-------- GIVEN DATA
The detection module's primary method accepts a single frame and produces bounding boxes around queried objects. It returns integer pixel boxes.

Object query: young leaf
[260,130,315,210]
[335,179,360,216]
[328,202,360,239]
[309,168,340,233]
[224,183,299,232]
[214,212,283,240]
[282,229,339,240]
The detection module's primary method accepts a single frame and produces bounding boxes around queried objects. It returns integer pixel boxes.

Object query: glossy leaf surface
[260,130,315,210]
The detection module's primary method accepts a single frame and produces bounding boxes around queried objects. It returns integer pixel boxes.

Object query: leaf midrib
----------------
EXERCISE:
Print every one of the entries above again, line by line and character for character.

SOLUTION TO THIS TASK:
The detection module's primary method accepts a single frame and produces bounding boxes around queried objects. It returns integer pixel boxes.

Object query: young leaf
[260,130,315,210]
[335,179,360,216]
[328,202,360,239]
[309,168,340,233]
[224,183,299,232]
[214,212,283,240]
[282,229,339,240]
The detection module's primary method accepts a single frame and produces bounding boxes around queried objects. It returns integer pixel boxes.

Object query: glossy leaf surface
[260,130,315,210]
The detection module's primary method accepts a single frame and produces bounding boxes around queried objects. It returns integer pixel boxes.

Object query: leaf midrib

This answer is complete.